═════ Given text
I'm sorry if I stepped on your toes here, but I said nothing about
portability: I just said the same code does work under Borland C. Any
conclusions you draw from that are entirely your own.
I am aware of DJGPPs way of maneging memory (roughly). I am also aware that
the same type of code - save the malloc() itself - has no problem with
thesystem's memory, and much "heavier" programs don't either. This is not
jumping to conclusions, this is suggesting there's something other than
lack of memory causing this. The reason I posted this in the first place,
is that I wanted more info before I drew _any_ conclusions.

>So far, every piece of evidence
>you have posted points to one direction: that somehow your system is
>really running out of memory.  I suggest to accept this as a working
>hypothesis and try to understand what is it that eats up all the memory.
>If the real problem is elsewhere, you will discover that in the process,
>but for now, this seems to me as a very reasonable assumption.
══════════
═════ Supplied material
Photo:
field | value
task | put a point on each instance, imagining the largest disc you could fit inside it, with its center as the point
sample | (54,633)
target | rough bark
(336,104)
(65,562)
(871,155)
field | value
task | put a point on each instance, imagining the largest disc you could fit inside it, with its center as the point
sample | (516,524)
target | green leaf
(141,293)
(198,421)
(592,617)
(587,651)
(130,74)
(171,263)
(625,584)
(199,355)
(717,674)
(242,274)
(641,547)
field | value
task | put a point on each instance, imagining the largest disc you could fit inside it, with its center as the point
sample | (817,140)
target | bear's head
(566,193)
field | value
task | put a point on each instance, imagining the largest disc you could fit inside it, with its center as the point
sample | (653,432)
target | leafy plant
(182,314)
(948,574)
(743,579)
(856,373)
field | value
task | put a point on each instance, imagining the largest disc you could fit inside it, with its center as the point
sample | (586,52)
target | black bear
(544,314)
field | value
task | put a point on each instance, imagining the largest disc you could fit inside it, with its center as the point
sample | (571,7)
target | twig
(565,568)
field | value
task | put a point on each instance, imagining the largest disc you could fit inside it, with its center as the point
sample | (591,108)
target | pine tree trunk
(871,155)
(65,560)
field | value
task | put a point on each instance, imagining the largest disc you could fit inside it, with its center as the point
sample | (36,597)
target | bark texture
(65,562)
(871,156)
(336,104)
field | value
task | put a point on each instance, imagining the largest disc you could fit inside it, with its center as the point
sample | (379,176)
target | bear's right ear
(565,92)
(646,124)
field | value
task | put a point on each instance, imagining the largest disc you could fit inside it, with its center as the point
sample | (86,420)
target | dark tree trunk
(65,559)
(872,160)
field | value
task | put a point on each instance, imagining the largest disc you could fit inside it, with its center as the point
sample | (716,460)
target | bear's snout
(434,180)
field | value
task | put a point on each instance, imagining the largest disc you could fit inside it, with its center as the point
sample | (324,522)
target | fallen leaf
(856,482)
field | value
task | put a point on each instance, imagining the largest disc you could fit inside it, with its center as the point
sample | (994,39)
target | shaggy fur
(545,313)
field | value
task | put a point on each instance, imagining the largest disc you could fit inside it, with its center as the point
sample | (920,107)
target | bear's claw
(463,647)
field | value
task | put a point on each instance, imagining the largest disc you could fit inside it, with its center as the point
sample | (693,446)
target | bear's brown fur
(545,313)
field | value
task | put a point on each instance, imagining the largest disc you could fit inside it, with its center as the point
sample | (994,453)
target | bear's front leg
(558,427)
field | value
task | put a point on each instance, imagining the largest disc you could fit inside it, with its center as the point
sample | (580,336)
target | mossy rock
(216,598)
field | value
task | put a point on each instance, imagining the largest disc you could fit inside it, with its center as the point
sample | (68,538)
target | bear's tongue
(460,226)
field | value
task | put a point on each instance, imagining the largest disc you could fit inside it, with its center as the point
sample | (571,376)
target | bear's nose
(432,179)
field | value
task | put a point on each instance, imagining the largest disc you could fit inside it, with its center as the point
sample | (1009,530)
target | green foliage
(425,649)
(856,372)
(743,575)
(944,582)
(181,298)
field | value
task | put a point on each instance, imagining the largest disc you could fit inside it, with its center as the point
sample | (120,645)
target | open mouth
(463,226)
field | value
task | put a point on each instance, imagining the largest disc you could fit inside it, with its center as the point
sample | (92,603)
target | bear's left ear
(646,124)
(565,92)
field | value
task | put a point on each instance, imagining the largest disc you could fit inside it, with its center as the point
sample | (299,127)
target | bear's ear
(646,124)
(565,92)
══════════
◆ Problem to work on ◆
Extend the reply about the DJGPP malloc() memory problem, picking up right after its last quoted line.

◆ Reply to the exercise ◆
I'm afraid it doesn't, as the "evidence" I just posted counters that: your
own suggestion to use go32-v2 to see how much memory is available suggests
that all memory needed for this allocation is available and therefore, my
program has evidently not run out. The problem is therefore probably
somewhere else. The question is: where.

>> I have found a way of getting memory in dpmi.h. however, the address of
>> that memory is returned inside an info structure as an int. What I do not
>> know is how to use my pointers to point to the place that int is pointing
>> at. That might help.
>Don't do that.  Getting memory directly from sbrk and managing it is very
>complicated, full of weird aspects that are specific to different DPMI
>servers, and could drive you crazy.  It is much easier to find the reason
>for malloc returning NULL than go to DPMI functions.
Okay, I'll accept that - I won't do it. I still need some way to get this
memory, though..

>> >Try invoking go32-v2 (via `system') at the beginning of `main', or near
>> >the place where you allocate those 34KB, and see what does it print then.
>> I'll do that, but I doubt it will change anything: I simply see no reason
>> for the program to use 4MBs of memory just for allocating 34 K of mem and
>> opening a file.
>Let's stick to the facts, for a while, before we are trying to explain
>them away.  Sometimes simply printing out memory usage figures (which is
>what go32-v2 does) sheds some new light on an otherwise mysterious
>behavior.
Done that - doesn't shed much light other than consolidating my own hypothesis

>> One interesting thingy, though: the same type of error occured earlier when
>> making this program: I had defined the same buffer not as a pointer, but as
>> bufferType buffer;. When I started the program it died with "Load error: no
>> DPMI memory".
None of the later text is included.